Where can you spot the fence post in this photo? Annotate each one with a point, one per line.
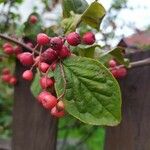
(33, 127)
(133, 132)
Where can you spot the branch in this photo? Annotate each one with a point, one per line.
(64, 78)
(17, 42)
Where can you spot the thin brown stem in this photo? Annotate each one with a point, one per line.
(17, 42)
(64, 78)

------------------------------------------------------------

§ **WORK INSTRUCTIONS**: Reproduce all of the rows above verbatim, omitting the pictures from your answer.

§ **FINISHED EXERCISE**:
Where can you spot the fence post in this photo? Annotate each one with a point, one per line.
(33, 127)
(133, 132)
Where can you spot the branch in this photo? Annotate each one with a point, one per line.
(64, 78)
(17, 42)
Where can you spot the thin brown stem in this photo? Annotate each one with a point, one per line.
(17, 42)
(64, 78)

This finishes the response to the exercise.